> Source passage
----
In my view it is wrong to raise taxes on the Wealthy not only because it is their money or wealth but also because most Wealthy people worked their
way up the economic ladder most big businesses started out small and most Wealthy people at some point they had to have a family member a generation
back
or so who was poor or middle class. America should be a nation where it is possible to go from rags to riches in a generation. My great grandfather
was by no means upper class but he got a loan from a bank in the 1930's to start a business and now his son my grandfather is upper middle class.
Does anyone agree that taxing the Wealthy too much is bad for this reason ? Also don't forget that the Wealthy create Jobs and for their and make
their Workers Richer.
It is a part of the American Dream to want to become Wealthy. I for one used to be a Liberal Democrat I was for Class Warfare. I think the fact that
Workers can get a salary increase means that we can all get richer.
Tax Cuts and Class Wars
by Rep. Ron Paul, MD
President Bush unveiled a very modest tax cut plan last week that calls for the elimination of double taxation on dividends. Democrats immediately
attacked the plan using class warfare tactics, clamoring that only the rich will benefit from a dividends tax reduction. This tired argument ignores
the millions of middle class American investors who receive dividend checks and presumably don't consider themselves wealthy. It also ignores the
stimulative effect that any form of tax cut has on the economy. When dividends are taxed only once, as corporate income, investment is encouraged and
shareholder demand for dividends increases. This in turn encourages companies to increase profits, because it's hard to pay dividends if you're not
making any money. But these arguments require some analysis, and the left would rather appeal to base emotions and attempt to paint the wealthy as
sinister tax dodgers.
As with so many things in politics, the truth is exactly opposite. The so-called rich pay almost all of the income taxes in this country. In fact, the
top 1% highest-earning Americans pay a whopping 37% of all individual income taxes collected. The top 10% pay 67%. In other words, 10% of Americans
pay two-thirds of the taxes. Half of all taxpayers — those in the bottom 50% of earnings — account for less than 4% of income tax revenues. This
means no matter how taxes are cut, it's nearly impossible for those cuts to primarily benefit lower-earning taxpayers. Tax cuts necessarily benefit
those who pay the overwhelming bulk of the taxes. This simple truth allows the left to attack each and every tax cut proposal on the grounds that it
disproportionately benefits the rich.
----
> Data section
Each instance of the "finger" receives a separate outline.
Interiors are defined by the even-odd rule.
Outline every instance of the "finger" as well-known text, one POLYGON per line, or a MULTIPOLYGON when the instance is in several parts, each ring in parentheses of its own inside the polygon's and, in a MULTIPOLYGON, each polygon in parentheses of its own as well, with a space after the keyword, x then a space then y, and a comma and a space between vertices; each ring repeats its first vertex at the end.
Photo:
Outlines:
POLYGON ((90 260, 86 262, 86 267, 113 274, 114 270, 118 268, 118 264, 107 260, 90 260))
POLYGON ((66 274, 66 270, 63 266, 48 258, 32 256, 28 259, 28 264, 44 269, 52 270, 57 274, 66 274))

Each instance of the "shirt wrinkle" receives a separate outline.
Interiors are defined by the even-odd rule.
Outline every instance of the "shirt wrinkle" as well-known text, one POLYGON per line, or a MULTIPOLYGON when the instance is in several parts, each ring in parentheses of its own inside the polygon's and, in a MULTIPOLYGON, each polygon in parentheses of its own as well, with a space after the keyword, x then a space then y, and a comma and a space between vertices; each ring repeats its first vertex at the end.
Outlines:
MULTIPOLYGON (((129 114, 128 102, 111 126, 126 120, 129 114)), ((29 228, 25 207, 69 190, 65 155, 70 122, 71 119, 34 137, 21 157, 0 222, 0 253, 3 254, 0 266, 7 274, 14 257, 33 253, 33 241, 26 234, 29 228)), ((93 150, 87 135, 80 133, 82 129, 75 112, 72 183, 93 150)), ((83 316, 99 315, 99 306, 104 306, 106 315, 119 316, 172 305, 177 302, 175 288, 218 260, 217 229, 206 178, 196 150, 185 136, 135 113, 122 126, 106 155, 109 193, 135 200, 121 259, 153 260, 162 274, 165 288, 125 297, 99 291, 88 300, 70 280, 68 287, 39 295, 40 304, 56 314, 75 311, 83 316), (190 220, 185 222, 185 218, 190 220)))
----
> Brief 1
Copy everything in the passage on taxing the wealthy from "Does anyone agree" down to "all get richer.".
> Brief 2
Answer these questions from the passage on taxing the wealthy:
(a) In what decade did the writer's great grandfather get a bank loan to start a business?
(b) What did the tax cut plan President Bush unveiled call for eliminating?
(c) What share of all individual income taxes collected do the top 1% highest-earning Americans pay?
Rely only on the passage on taxing the wealthy.

> Exercise solution 1
Does anyone agree that taxing the Wealthy too much is bad for this reason ? Also don't forget that the Wealthy create Jobs and for their and make
their Workers Richer.
It is a part of the American Dream to want to become Wealthy. I for one used to be a Liberal Democrat I was for Class Warfare. I think the fact that
Workers can get a salary increase means that we can all get richer.

> Exercise solution 2
(a) The 1930s.
(b) Double taxation on dividends.
(c) 37%.